TASK 1: Select each line in the records below that contains the word "overhead", and copy those lines.

PROVIDED TEXT:

The talks will be given on Wednesday January 10 (morning and afternoon),
and on Thursday morning.

Further information:
WWW: http://www.ams.org/amsmtgs/1908_special.html
(to be reached via  the AMS home page at http://e-math.ams.org)



Topic #8  ---------------  OP-SF NET  ---------------- November 9, 1995
From: Richard Askey <askey@math.wisc.edu>
Subject: Joint summer reasearch conference on Random matrices etc.

The following joint summer research conference will be quite relevant
for the audience of OP-SF Net:

Subject: Random Matrices, statistical mechanics, and Painleve transcendents
Dates: June 23 to June 27, 1996
Location: Mount Holyoke College, South Hadley, Massachusetts, USA
Cochairs: Pavel Bleher and Alexander Its,
          both of Indiana University-Purdue University at Indianapolis

The analysis of correlation functions for exactly solvable
quantum models and of the partition functions in the theory of random
matrices has gradually become an exciting new branch of mathematical
physics which has deep connections with both the classical theory of
special functions and orthogonal polynomials and the modern theory of
quantum groups and topological quantum field theory.

Further details: Notices AMS, November 1995, pp. 1454-1457 or
WWW: http://www.ams.org/committee/meetings/src.html
(to be reached via  the AMS home page at http://e-math.ams.org)

People interested in attending should send the following information
to the Summer Research Conference Coordinator, Conferences Department,
American Mathematical Society, P.O. Box 6887, Providence, RI 02940, USA;
fax: +1-401-445 4140; e-mail wsd@ams.edu :

1. Title and dates of conference desired
2. Full name
3. Mailing address
4. Area code and phone number for office, home, and FAX
5. E-mail address
6. Scientific background relevant to the topic of the conference
7. Financial assistance requested (or indicate if support is not required)

Deadline for receipt of requests for information is March 1, 1996.



Topic #9  ---------------  OP-SF NET  ---------------- November 9, 1995
From: conference organizers <group21@pt.tu-clausthal.de>
Subject: XXI. International Colloquium on Group Theoretical Methods in Physics

XXI. International Colloquium on Group Theoretical Methods in Physics
15-20 July 1996, Goslar, Germany

Within this Colloquium there will be a.o. a symposium on Quantum Groups
covering the following topics:
quantum groups and their representations, quantum spaces and
quantum symmetries, differential calculus on quantum spaces and
quantum groups, non-standard deformations, Yangians, braided
Hopf algebras, relations to noncommutative Geometry, q-analogues
of special functions and partial differential equations.

The Local Organizing Committee consists of H-D. Doebner,
W. Scherer and P. Kramer. For the quantum groups symposium V.K. Dobrev
is a co-organizer.

EXERCISE MATERIALS:

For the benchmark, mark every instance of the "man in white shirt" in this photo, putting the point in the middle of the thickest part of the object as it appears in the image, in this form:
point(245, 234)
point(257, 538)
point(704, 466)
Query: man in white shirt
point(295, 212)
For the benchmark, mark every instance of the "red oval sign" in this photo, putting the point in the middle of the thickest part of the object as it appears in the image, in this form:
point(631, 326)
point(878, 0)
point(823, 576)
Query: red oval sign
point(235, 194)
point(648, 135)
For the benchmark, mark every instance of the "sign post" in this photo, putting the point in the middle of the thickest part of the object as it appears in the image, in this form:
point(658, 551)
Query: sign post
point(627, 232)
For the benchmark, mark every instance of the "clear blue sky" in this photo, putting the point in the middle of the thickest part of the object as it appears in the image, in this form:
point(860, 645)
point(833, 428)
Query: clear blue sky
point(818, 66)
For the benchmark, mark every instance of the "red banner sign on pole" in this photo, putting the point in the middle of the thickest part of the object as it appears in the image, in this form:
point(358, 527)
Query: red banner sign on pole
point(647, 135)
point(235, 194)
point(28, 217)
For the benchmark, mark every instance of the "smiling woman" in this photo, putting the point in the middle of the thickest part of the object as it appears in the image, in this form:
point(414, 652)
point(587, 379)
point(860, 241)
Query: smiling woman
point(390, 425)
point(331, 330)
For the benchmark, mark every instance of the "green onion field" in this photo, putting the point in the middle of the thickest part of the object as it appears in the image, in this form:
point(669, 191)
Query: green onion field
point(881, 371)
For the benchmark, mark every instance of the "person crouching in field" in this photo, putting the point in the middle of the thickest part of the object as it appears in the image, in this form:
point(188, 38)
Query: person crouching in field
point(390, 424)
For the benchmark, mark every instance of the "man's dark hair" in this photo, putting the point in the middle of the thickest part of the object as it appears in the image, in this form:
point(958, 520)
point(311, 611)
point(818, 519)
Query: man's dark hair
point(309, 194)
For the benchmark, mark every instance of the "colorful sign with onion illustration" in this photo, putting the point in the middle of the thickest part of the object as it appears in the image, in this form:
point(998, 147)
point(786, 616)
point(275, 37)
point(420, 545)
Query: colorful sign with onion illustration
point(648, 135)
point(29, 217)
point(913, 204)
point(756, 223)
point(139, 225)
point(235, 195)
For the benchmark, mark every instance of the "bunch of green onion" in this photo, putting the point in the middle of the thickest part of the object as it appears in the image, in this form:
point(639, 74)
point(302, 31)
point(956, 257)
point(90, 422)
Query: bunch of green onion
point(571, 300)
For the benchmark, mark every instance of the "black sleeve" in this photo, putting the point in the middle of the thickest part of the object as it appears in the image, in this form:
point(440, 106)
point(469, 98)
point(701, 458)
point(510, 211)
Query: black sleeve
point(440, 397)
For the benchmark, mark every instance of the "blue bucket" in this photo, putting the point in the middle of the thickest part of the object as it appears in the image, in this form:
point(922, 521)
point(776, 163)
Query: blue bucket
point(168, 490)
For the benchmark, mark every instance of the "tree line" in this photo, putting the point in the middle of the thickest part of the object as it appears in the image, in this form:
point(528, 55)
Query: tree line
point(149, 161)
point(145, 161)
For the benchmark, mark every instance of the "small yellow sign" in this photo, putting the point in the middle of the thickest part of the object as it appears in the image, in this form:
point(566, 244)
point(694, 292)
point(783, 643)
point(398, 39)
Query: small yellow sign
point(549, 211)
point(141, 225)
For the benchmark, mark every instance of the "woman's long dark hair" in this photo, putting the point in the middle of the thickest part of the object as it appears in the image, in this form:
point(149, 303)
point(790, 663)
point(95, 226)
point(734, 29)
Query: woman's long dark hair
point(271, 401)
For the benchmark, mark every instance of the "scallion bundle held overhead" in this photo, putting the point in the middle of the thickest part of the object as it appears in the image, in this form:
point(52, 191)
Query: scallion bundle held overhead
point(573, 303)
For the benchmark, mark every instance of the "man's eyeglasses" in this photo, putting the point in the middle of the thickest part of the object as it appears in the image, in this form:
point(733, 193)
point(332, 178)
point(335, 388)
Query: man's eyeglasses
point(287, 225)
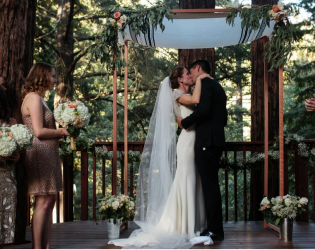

TASK 2: Reproduce the passage of the conference announcements above, from "People interested in" up to and including "is not required)".

WRITTEN SOLUTION 1:
For the benchmark, mark every instance of the "scallion bundle held overhead" in this photo, putting the point in the middle of the thickest part of the object as it appears in the image, in this form:
Query: scallion bundle held overhead

WRITTEN SOLUTION 2:
People interested in attending should send the following information
to the Summer Research Conference Coordinator, Conferences Department,
American Mathematical Society, P.O. Box 6887, Providence, RI 02940, USA;
fax: +1-401-445 4140; e-mail wsd@ams.edu :

1. Title and dates of conference desired
2. Full name
3. Mailing address
4. Area code and phone number for office, home, and FAX
5. E-mail address
6. Scientific background relevant to the topic of the conference
7. Financial assistance requested (or indicate if support is not required)